Your task: Return the listing below word for word.

Records:
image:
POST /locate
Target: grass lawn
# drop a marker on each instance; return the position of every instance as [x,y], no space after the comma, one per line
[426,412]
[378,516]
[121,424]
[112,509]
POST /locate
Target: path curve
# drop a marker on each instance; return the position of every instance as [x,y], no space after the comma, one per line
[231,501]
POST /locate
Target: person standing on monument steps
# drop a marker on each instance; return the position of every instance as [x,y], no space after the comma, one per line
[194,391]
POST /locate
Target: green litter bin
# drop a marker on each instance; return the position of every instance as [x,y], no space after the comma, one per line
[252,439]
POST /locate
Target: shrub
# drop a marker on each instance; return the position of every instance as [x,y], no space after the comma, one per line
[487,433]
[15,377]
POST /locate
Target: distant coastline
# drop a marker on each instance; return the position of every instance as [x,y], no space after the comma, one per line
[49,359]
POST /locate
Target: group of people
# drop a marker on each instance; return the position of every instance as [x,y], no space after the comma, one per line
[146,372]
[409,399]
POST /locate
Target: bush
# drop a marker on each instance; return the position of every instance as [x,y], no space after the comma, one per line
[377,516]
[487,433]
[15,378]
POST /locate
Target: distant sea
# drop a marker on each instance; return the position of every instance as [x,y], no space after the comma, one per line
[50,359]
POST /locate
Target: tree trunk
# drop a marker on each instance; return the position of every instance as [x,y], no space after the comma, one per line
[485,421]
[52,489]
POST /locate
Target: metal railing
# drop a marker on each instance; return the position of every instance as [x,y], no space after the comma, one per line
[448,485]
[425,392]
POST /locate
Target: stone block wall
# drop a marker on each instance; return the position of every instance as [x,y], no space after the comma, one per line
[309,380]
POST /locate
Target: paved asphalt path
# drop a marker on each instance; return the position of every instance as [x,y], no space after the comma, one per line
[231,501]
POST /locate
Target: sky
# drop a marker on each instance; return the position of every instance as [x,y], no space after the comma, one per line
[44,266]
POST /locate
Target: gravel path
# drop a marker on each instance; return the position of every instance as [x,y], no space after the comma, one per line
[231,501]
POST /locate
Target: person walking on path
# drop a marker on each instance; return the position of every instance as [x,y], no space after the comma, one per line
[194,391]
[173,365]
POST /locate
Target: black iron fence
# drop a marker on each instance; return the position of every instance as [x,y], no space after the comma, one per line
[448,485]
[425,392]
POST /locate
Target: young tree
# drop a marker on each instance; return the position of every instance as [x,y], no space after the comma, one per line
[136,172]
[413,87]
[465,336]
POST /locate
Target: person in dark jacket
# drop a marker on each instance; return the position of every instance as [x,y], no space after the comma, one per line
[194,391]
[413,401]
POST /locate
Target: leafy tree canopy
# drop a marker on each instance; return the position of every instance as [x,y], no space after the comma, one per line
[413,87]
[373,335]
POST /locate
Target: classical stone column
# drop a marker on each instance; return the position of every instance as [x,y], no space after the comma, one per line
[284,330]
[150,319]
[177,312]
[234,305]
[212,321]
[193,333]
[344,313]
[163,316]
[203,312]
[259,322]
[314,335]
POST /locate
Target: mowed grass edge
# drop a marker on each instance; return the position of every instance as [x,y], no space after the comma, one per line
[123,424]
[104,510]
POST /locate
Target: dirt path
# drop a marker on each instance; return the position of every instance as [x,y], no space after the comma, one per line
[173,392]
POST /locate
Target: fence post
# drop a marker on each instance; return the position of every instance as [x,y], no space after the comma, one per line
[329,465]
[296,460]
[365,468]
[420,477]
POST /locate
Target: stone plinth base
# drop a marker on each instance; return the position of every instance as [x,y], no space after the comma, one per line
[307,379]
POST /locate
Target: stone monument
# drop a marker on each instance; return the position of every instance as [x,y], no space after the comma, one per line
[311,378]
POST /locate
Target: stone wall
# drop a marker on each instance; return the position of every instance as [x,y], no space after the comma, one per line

Result:
image:
POST /locate
Target: grass lawn
# drop a marker on each instance; return the position of every instance as [x,y], no space after the comma, one per line
[426,412]
[378,516]
[121,424]
[112,509]
POST /locate
Target: path curve
# drop a marker on each instance; return the position of every instance as [x,y], no space after the comma, one per line
[231,501]
POST /locate
Target: person standing on monument steps
# drop a marker on each instance; return the position of every instance as [x,y], no space after the comma, one per line
[194,391]
POST /locate
Target: green litter bin
# drop a marker on each instance; return the position of every instance as [x,y], no space after the comma, one per line
[252,439]
POST /locate
Target: shrub
# drop a marker on each instance; return the position of every instance as [x,y], no space after the comma, one per line
[487,433]
[15,377]
POST /locate
Target: distant coastline
# drop a marker on each instance; return the position of every instance as [x,y], no space after the comma, one per line
[49,359]
POST /locate
Target: group of people
# drop a marker on each instance; return the position of every instance as [x,y], no space after the comma, one per line
[146,372]
[409,399]
POST /locate
Target: bush
# drop a marker on each instance; return the position of every instance as [x,y], no space after the comma, one per line
[377,516]
[487,433]
[15,378]
POST /locate
Target: distant sea
# drop a marker on each instance; return the position of every instance as [x,y], no space after the comma, one per line
[50,359]
POST /locate
Target: tree trunk
# drop a marker on each instance; return the position of every instance as [x,y], no space after the comma, one per line
[485,421]
[52,489]
POST /locate
Target: metal railing
# drop a marker on each instance; return the position of every instance as [x,y], no space after the comma, one per line
[448,485]
[425,392]
POST /locate
Target: stone block wall
# drop a marker on each instance; return the position of every instance as [x,y], no space after the comma, one per line
[309,380]
POST /locate
Target: paved asphalt path
# drop a marker on each instance; return the position of every instance as [x,y], no space after the comma, one per line
[231,501]
POST /locate
Target: sky
# drop a marker on each instance; return the position of every instance as [x,y], no space after the comma, one per line
[44,266]
POST /locate
Target: gravel path
# drop a marker on each instance; return the position of every instance as [x,y], no space after the comma, one per line
[231,501]
POST /locate
Target: person walking on path
# drop a marker on each instance; return the position of every instance as [x,y], no space after the comma, one per line
[194,391]
[173,365]
POST /locate
Target: black iron fence
# drop a marker on each instance; return the position of every instance as [x,y], no space after the comma, one per line
[448,485]
[425,392]
POST /locate
Target: young tree
# drop a marker on each instance; return the position of every instance as [x,y], no space after the comma, one per line
[136,172]
[413,87]
[465,336]
POST /locate
Target: person in dark jacket
# drop a marker on each instance; return the position of every instance as [x,y], no space after the comma, one per line
[194,391]
[413,401]
POST /locate
Target: leafy tree canopy
# drop a marker on each instance; return the position of every instance as [x,y], no space after the comma, one per line
[413,87]
[373,335]
POST /locate
Target: classical stone column
# drop a marker on each instance; return the position of every instance as [x,y], no space after the comma, one per line
[284,330]
[150,319]
[177,312]
[234,305]
[212,321]
[193,333]
[344,313]
[163,316]
[203,312]
[259,322]
[314,335]
POST /locate
Target: mowed grass edge
# drop a marker on each instance; return the position of every instance as [x,y], no space after the comma, one per line
[123,424]
[104,510]
POST /locate
Target: dirt path
# drop a marker on each instance; return the position of every instance as [x,y], no space after the comma, one per line
[173,392]
POST /locate
Target: fence post
# drop a marker on each instance; return the position of every instance as [x,y], no space after the comma, one per line
[329,465]
[296,460]
[365,468]
[420,477]
POST /locate
Target: stone plinth base
# drop a marker on each instance; return the position of every instance as [x,y], no space after the comma, one per line
[307,379]
POST /locate
Target: stone monument
# drop a marker on each instance; return the position of every instance as [x,y], no space after the comma, one per line
[311,378]
POST /locate
Target: stone wall
# drop a marker on each instance; return the position of every instance as [x,y], no space after the comma, one per line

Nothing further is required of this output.